▶ _The request_: Please reproduce word for word every line below, from the one containing "The client would like the empty" down to the one containing "[6,0,714,800]", including both.
-- begin Excerpted records --
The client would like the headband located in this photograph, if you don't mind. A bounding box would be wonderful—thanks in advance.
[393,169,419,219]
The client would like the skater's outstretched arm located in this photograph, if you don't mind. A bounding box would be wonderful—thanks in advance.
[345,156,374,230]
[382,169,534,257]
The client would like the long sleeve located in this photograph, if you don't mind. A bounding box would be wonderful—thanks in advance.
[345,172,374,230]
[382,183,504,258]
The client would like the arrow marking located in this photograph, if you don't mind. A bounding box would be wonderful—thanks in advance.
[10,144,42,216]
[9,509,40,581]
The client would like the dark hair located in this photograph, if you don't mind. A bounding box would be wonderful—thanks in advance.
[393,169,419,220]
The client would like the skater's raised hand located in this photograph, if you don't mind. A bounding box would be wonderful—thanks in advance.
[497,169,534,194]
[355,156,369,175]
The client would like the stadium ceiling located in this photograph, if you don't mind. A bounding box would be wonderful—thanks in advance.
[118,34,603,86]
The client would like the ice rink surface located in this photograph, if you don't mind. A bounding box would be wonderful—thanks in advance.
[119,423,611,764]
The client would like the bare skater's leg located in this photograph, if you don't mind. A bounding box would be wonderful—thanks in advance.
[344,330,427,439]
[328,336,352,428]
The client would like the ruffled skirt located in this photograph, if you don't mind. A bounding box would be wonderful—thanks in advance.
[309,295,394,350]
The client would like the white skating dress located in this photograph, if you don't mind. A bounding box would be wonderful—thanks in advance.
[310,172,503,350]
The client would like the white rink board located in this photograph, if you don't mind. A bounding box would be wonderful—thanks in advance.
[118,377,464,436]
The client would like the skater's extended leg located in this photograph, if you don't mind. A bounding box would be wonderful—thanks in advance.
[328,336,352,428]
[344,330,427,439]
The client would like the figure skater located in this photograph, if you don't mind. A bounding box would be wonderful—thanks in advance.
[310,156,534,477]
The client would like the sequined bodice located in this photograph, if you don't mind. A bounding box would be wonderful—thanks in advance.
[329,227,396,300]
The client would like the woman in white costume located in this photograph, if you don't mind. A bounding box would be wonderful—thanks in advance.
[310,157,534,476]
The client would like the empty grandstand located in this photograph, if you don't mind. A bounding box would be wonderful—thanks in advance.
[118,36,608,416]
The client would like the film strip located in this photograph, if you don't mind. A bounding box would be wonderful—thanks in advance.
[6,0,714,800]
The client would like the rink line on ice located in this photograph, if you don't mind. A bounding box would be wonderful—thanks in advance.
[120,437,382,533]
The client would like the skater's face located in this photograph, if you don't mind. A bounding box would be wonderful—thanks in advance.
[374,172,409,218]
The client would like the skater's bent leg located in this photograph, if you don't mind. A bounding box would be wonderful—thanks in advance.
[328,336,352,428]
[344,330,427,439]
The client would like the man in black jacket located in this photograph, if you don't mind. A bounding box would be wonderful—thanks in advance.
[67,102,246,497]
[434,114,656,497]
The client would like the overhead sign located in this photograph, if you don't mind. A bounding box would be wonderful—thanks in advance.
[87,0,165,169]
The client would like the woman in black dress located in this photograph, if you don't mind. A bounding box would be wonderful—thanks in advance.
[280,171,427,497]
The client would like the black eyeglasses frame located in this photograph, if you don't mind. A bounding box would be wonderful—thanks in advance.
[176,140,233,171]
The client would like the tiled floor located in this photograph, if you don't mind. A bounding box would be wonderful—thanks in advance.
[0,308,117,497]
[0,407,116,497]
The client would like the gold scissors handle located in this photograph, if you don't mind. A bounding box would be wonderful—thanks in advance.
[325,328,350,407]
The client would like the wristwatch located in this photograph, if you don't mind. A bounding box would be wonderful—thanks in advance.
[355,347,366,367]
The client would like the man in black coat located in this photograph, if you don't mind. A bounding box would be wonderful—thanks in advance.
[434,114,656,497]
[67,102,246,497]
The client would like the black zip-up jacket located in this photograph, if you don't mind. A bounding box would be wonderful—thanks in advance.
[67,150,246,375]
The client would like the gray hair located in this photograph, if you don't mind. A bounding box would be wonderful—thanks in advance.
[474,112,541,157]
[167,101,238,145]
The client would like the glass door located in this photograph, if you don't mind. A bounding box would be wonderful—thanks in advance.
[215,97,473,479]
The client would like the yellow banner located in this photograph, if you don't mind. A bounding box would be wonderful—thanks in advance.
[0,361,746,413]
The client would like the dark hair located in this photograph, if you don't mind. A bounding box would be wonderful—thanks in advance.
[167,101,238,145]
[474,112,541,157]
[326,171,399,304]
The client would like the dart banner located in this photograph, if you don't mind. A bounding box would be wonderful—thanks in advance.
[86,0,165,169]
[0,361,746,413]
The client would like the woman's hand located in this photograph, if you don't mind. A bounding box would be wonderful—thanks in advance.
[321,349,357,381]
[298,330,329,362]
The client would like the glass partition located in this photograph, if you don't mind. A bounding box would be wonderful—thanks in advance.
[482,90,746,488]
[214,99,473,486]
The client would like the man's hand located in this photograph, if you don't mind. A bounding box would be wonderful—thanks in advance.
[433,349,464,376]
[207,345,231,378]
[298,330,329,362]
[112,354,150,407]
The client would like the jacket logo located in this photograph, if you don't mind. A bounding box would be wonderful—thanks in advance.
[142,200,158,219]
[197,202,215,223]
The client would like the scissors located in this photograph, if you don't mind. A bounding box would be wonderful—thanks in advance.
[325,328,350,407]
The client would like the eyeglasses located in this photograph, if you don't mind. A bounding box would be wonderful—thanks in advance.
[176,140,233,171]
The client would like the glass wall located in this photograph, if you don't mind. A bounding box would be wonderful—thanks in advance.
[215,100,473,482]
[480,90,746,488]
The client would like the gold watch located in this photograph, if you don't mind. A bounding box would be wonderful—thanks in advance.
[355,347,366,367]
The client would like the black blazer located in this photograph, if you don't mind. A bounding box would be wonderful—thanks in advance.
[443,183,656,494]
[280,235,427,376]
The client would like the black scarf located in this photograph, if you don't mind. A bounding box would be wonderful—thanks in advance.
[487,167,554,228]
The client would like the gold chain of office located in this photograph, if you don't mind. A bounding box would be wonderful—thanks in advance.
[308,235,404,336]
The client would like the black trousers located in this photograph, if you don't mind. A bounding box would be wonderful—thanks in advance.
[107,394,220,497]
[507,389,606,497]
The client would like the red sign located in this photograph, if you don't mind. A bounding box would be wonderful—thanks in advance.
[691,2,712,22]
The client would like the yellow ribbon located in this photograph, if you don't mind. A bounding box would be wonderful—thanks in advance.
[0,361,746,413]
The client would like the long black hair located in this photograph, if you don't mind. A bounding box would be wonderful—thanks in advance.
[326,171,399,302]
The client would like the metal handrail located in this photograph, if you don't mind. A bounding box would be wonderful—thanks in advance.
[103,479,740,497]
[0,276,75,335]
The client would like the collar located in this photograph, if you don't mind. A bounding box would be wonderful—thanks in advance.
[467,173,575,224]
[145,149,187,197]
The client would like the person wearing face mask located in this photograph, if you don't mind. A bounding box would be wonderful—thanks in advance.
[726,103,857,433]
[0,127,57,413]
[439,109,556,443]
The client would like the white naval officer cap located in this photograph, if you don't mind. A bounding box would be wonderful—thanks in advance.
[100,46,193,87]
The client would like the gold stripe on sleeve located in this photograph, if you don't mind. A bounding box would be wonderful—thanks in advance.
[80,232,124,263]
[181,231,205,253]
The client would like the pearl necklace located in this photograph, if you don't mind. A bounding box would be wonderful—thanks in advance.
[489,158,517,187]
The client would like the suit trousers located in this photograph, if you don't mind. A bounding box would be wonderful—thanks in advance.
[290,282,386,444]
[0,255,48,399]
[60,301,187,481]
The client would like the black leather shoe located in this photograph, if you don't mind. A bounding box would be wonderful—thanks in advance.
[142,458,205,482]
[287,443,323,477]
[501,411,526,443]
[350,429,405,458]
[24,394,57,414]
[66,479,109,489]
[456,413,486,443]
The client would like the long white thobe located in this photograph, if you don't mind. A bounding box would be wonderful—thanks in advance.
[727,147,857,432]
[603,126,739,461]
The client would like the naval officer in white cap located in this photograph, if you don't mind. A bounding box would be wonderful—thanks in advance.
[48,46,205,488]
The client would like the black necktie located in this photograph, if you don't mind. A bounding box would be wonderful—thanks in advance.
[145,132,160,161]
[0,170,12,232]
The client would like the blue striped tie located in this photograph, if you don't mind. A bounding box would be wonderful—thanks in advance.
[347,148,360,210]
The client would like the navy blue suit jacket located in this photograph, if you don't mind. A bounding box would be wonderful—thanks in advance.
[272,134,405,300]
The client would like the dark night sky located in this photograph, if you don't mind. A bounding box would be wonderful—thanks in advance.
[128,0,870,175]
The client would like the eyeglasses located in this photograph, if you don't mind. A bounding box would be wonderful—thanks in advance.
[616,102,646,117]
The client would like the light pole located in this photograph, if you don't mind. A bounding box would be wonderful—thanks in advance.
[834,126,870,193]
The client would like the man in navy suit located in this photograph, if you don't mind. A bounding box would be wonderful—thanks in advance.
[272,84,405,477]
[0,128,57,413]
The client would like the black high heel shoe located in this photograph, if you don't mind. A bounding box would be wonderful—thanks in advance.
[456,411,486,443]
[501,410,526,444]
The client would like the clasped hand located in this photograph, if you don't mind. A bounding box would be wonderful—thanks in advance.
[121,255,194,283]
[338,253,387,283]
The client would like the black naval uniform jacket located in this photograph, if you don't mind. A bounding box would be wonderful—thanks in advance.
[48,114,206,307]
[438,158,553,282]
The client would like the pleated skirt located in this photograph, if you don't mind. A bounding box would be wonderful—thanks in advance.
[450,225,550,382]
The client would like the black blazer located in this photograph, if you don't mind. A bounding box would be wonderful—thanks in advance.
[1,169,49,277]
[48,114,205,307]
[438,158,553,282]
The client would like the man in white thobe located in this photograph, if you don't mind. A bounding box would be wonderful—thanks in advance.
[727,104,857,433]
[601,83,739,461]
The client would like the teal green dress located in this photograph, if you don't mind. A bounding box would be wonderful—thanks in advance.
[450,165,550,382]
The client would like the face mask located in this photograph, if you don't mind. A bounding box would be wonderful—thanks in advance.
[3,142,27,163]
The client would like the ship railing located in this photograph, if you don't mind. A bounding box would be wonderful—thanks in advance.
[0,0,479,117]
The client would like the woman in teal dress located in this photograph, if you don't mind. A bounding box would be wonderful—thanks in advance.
-- end Excerpted records --
▶ _Finished exercise_:
The client would like the empty grandstand located in this photograph, if you don't mind. A bounding box would be wonderful—thanks in advance.
[118,36,608,416]
The client would like the film strip located in this photograph, if you don't mind. A bounding box would be wonderful—thanks in advance.
[6,0,714,800]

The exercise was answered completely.